Image object location entries
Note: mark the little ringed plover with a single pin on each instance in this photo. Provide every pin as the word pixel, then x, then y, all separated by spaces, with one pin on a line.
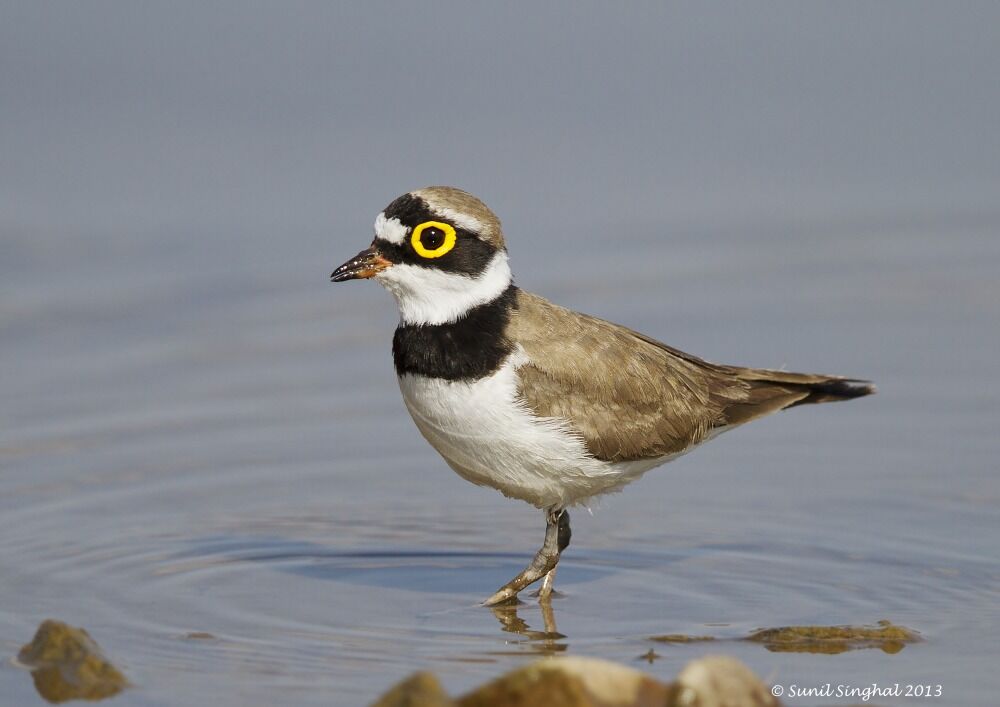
pixel 542 403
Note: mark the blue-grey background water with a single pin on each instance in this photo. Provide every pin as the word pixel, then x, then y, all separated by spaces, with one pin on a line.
pixel 199 435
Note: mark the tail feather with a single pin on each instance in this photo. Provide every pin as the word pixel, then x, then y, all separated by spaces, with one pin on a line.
pixel 771 391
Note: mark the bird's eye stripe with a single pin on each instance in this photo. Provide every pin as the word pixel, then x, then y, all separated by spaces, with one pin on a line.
pixel 434 230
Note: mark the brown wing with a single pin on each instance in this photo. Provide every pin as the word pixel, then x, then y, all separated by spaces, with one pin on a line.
pixel 631 397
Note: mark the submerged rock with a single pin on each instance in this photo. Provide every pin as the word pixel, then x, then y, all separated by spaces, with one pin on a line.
pixel 721 681
pixel 570 681
pixel 419 690
pixel 835 639
pixel 590 682
pixel 67 664
pixel 680 638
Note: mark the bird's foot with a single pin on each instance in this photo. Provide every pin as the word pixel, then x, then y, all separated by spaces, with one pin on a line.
pixel 543 565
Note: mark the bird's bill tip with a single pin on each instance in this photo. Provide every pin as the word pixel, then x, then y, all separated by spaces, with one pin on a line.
pixel 368 263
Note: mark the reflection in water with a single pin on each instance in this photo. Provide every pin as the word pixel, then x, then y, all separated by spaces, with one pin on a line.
pixel 546 642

*AIM*. Render the records as a Markdown table with the columns Number and Record line, starting at the line that contains "Note: mark the submerged" and ending at the last line of the records. Number each row and omit blank lines.

*ANSWER FOR THIS EXERCISE*.
| Number | Record line |
|---|---|
| 1 | Note: mark the submerged rock with a single pin on each instance in this photo. Provide every pin as the word pixel, then x, then y, all separated by spaces, with one pin on a line. |
| 2 | pixel 721 681 |
| 3 | pixel 570 681 |
| 4 | pixel 419 690 |
| 5 | pixel 835 639 |
| 6 | pixel 590 682 |
| 7 | pixel 67 664 |
| 8 | pixel 680 638 |
| 9 | Note: mark the bird's foot with a single pin on each instance in this photo. Provide every pin as the word pixel, then x, then y, all separated by spaces, with one pin on a line. |
| 10 | pixel 543 565 |
| 11 | Note: mark the bird's bill tip with a single pin on each instance in this photo. Provide every pin as the word pixel, then x, then y, all separated by spaces, with one pin on a line. |
| 12 | pixel 368 263 |
| 13 | Note: mark the reflection in water with a single pin on each instance in this photo. Provide every pin as the word pixel, then x, then y, all separated by spaces, with one pin on a line. |
| 14 | pixel 546 642 |